INSTRUCTIONS TO FOLLOW — Starting at the line that contains "Mark every instance of the man's face", copy each line through the end of the listing below. Include both ends and output nothing more.

DATA FOR PROCESSING —
----
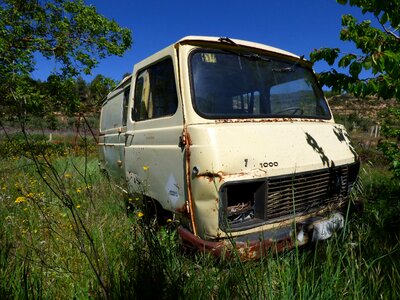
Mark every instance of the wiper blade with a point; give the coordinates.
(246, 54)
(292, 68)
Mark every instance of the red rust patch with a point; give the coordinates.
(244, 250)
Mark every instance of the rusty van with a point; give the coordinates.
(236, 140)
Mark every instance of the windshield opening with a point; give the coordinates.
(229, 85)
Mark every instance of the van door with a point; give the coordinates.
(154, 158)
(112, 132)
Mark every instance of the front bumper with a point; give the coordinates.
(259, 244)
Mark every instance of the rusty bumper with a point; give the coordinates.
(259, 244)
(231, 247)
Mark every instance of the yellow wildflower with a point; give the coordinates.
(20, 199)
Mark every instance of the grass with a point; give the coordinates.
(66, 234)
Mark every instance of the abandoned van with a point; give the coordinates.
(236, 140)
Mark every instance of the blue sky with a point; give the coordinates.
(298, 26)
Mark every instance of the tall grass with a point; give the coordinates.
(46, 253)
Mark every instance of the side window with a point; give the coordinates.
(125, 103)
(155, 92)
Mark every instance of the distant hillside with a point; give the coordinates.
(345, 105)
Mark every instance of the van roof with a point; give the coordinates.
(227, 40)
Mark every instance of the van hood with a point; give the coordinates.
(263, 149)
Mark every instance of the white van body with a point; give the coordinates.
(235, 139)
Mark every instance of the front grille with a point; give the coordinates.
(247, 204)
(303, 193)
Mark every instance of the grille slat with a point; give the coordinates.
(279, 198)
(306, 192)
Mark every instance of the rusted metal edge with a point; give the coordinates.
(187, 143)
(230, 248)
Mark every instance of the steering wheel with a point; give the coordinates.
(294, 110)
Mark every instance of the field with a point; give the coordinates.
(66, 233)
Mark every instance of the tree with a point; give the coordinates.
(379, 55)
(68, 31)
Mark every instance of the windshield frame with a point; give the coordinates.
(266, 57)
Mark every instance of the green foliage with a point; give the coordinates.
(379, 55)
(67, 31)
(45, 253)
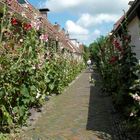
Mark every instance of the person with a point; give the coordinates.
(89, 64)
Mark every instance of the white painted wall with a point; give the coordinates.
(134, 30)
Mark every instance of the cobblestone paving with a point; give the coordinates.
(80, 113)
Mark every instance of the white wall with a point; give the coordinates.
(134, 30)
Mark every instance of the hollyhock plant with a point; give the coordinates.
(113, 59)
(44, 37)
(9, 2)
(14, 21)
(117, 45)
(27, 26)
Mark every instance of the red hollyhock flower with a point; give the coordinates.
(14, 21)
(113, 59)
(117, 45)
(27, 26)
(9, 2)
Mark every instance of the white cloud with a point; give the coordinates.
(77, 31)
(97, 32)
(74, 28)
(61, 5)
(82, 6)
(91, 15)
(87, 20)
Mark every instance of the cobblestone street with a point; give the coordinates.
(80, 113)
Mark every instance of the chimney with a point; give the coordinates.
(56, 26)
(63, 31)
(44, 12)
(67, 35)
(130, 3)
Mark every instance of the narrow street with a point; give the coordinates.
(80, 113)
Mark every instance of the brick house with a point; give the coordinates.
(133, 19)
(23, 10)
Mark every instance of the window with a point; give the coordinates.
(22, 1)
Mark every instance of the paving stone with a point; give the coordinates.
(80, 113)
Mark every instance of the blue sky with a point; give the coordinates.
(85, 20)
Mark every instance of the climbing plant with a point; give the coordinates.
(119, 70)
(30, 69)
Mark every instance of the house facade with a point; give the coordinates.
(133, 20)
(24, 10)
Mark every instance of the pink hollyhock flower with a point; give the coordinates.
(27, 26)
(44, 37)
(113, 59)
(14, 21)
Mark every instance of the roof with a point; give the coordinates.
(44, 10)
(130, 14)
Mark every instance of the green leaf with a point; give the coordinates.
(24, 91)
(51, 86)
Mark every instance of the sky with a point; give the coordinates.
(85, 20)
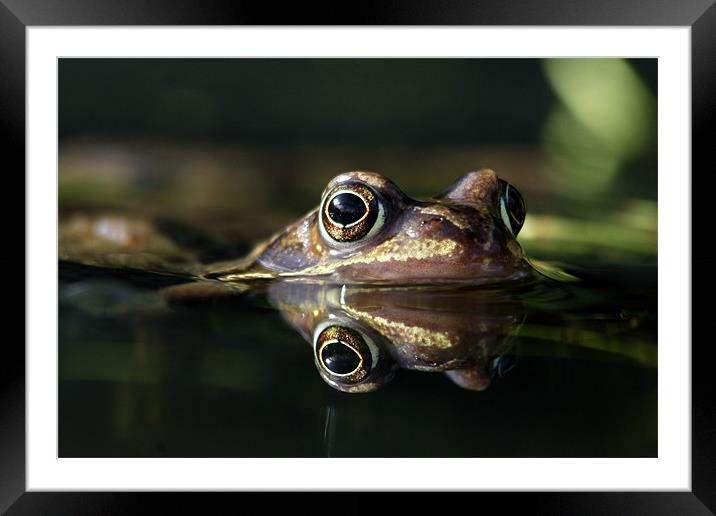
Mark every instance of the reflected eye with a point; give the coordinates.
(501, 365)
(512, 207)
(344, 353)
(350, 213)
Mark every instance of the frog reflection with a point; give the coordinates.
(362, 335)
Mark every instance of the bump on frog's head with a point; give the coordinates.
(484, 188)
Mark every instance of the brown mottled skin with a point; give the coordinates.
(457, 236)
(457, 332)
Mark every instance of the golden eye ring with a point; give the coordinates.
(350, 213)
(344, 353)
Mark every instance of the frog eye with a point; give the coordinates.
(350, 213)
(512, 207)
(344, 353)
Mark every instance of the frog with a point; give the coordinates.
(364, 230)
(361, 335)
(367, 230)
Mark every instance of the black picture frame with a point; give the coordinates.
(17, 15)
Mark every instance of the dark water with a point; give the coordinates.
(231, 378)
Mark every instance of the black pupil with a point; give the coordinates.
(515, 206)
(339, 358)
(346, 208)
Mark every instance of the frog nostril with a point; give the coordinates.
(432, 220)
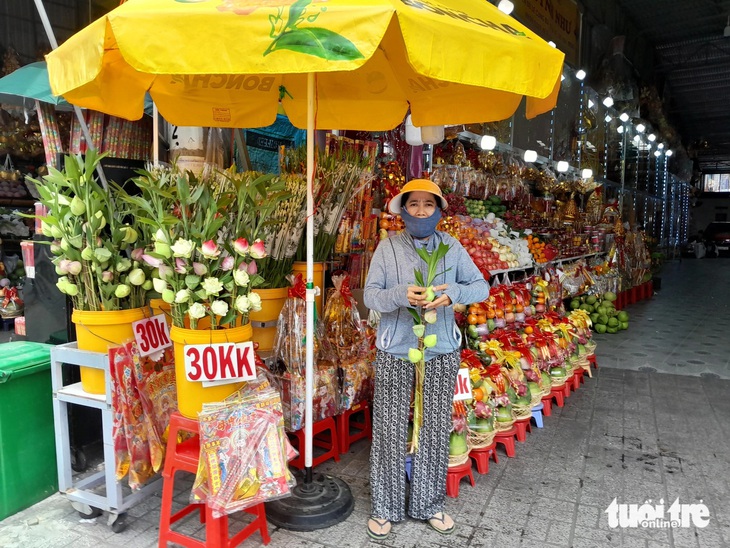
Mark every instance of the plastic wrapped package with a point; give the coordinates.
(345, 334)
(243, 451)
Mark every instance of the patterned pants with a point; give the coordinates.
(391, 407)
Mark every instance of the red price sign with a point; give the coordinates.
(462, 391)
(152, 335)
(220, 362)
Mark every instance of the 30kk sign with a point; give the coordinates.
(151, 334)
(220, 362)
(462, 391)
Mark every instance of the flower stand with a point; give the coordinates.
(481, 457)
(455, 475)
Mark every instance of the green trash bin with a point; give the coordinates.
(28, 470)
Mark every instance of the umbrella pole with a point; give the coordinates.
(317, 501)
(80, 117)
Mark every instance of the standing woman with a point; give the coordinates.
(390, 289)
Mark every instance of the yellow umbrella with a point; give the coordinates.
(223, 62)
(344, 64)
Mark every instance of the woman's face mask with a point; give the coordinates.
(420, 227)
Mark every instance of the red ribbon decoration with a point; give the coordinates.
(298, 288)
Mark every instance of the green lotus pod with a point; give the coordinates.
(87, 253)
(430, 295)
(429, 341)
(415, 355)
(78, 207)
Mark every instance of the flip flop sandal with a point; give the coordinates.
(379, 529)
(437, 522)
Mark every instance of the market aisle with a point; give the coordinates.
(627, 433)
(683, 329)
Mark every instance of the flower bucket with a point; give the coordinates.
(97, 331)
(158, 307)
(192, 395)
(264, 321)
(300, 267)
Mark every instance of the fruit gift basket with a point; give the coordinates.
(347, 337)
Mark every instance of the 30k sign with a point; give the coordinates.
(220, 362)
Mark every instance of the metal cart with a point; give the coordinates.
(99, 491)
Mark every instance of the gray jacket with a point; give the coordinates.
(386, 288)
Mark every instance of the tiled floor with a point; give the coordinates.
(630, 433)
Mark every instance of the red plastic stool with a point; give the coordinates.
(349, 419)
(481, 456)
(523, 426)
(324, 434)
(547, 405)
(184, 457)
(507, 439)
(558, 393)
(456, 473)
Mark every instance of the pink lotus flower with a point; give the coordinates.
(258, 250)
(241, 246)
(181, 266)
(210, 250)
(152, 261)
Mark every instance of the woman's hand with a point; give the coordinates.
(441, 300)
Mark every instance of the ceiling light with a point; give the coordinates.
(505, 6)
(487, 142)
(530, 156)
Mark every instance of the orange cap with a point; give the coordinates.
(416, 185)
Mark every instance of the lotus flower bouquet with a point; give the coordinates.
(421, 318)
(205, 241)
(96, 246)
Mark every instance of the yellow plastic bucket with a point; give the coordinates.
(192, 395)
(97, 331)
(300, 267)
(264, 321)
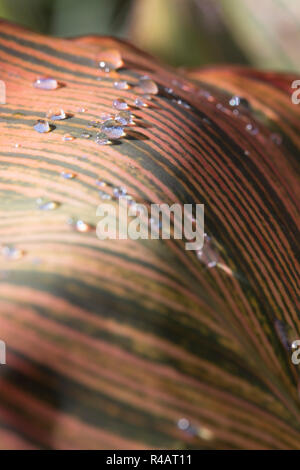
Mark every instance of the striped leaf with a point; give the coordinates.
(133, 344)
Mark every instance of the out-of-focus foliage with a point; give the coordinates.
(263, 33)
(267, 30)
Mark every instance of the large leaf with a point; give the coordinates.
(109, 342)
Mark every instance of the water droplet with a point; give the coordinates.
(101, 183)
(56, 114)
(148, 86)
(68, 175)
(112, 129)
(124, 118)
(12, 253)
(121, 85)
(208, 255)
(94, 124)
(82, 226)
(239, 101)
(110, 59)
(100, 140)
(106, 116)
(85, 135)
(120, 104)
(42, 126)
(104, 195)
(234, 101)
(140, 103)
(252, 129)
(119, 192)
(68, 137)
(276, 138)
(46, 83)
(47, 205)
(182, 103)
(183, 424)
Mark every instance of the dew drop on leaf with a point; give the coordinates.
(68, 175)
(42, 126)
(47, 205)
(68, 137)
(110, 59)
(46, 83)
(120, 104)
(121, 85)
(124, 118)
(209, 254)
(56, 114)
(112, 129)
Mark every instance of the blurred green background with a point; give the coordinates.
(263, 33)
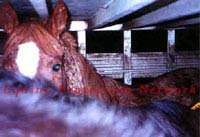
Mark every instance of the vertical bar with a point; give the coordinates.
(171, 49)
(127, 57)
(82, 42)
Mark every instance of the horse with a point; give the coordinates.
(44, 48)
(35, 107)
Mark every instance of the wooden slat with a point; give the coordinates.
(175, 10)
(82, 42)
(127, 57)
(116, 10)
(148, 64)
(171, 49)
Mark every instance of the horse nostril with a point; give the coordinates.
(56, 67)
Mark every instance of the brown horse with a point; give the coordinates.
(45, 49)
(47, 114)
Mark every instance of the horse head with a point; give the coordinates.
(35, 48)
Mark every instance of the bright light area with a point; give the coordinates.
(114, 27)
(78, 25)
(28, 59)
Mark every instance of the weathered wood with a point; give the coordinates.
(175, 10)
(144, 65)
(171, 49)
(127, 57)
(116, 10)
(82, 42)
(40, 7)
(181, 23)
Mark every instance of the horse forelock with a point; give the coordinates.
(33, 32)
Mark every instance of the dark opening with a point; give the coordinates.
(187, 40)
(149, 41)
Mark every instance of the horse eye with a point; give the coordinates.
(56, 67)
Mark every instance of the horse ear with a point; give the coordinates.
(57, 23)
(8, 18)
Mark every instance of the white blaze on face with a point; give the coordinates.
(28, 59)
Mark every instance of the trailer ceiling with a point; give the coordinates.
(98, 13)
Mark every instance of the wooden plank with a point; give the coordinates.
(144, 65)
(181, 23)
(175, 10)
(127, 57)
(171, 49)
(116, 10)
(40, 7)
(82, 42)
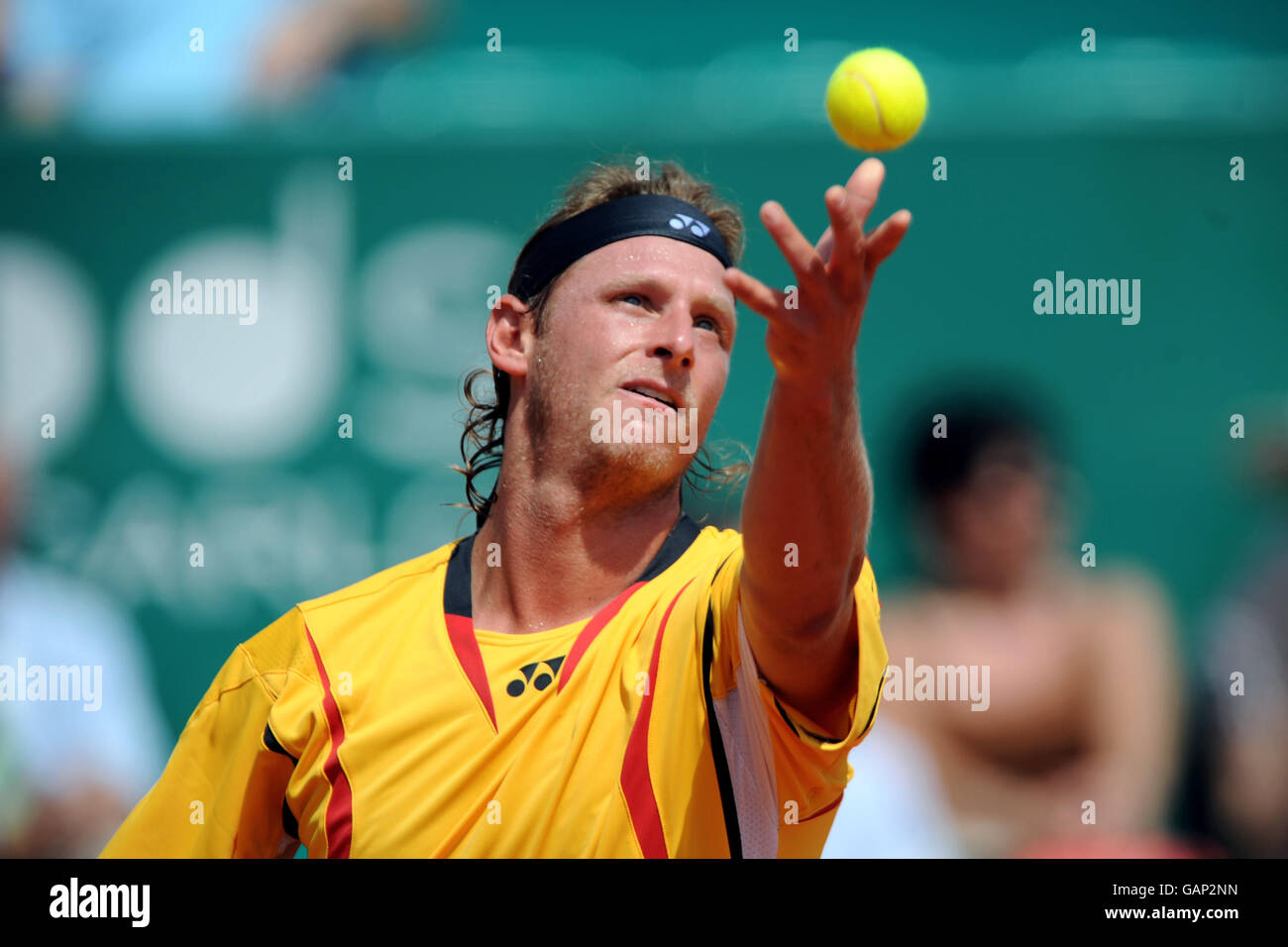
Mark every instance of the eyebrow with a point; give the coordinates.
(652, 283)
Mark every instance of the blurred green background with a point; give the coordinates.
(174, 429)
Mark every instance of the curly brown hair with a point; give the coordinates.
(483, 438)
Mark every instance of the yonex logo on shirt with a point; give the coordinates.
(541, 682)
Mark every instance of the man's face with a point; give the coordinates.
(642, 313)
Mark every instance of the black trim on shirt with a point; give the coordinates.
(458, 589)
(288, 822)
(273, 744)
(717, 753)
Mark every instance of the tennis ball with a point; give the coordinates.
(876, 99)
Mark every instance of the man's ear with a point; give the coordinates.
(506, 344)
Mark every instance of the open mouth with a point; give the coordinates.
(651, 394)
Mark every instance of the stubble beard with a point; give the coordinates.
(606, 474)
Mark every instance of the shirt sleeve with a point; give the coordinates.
----
THE REPLY —
Mark every instance of the man's face with a point; give the coordinates.
(642, 313)
Mark every instance of the black trim on shirt with a point; give the coordinates.
(458, 589)
(288, 822)
(273, 744)
(717, 753)
Mark every instance of the tennis ball with a point; give the coordinates.
(876, 99)
Mark every instance of the man's ear with a point; give the coordinates.
(506, 344)
Mark every instance of the open mouth with a point; give the coordinates.
(651, 394)
Mark every instance of the stubble beard with a point; give the coordinates.
(606, 474)
Mark every instance of the shirt sleeve with a point; give the coordinates.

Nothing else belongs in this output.